## Texto analizado:
La humillación, vejación, maltrato y desprecio por el semejante se ha convertido en un modo de actuar de la autoridad contra el ciudadano. De ellos siempre sale victorioso quien posee su arma de reglamento, su equipo antimotines para generar temor y siempre, el gesto de la amenaza si osas reclamar tus derechos.
Han sido estos años, 2014, 2017, 2018 y lo que va de este tenebroso tiempo, momentos donde el ciudadano venezolano aprendió a bajar la cabeza para sobrevivir. A ceder ante la inminente violencia del policía o militar para salvar a un familiar de la agresión de la autoridad. Esa arbitrariedad diaria, cotidiana que la observas constantemente.
He leído comentarios por las redes sociales donde escriben ciertos desmemoriados quejándose de la aparente sumisión de los venezolanos por estos meses. Es ahora cuando comprendo esta dantesca realidad. Cuando veía las películas de alemanes contra judíos en la Polonia ocupada de los años ‘40s., observaba cómo eran llevados como corderitos, amontonados en los trenes de carga. Hacinados. Nunca protestaban. Incluso cuando eran introducidos a las cámaras de gas. Nada. Una total sumisión.

## Material proporcionado:
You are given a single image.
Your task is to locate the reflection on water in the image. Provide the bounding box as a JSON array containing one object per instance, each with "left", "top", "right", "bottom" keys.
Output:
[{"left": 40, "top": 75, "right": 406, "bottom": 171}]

## Consigna 1:
¿Puedes transcribir, del texto sobre los abusos de la autoridad en Venezuela, el fragmento que empieza en "La humillación, vejación, maltrato" y termina en "reclamar tus derechos."?
## Consigna 2:
¿Podrías retomar el texto sobre los abusos de la autoridad en Venezuela y seguir escribiéndolo a partir de su última oración?

## Resultado de la tarea 1:
La humillación, vejación, maltrato y desprecio por el semejante se ha convertido en un modo de actuar de la autoridad contra el ciudadano. De ellos siempre sale victorioso quien posee su arma de reglamento, su equipo antimotines para generar temor y siempre, el gesto de la amenaza si osas reclamar tus derechos.

## Resultado de la tarea 2:
Es que cuando estás sometido a un total y absoluto control. Cuando ves que a tu lado hay personas armadas por los cuatro costados. Cuando tu cuerpo está físicamente agotado, semi esquelético por el hambre. Cuando tu mente apenas sirve para pensar en salvarte, comer y reposar. Cuando sabes que tienes todas las de perder, que nadie vendrá en tu defensa, se desata en ti la antigua y humana capacidad de sobrevivencia pasiva. Porque sabes que físicamente no puedes defenderte. Que el hambre te carcome día a día.
Escuché decir hace unos días a dos especialistas, que lo más espantoso es morir de hambre. Porque el organismo se “devora a sí mismo” y no puedes hacer nada, salvo quedarte quieto, casi inmóvil, cerrar los ojos y desear dormir. Te desvaneces gradualmente.
Leí por estos días que un hombre murió de hambre en un barrio de Maracaibo. Los familiares no tenían un féretro para enterrarlo. Hasta los escaparates se habían terminado en todo el vecindario porque los habían usado como urnas.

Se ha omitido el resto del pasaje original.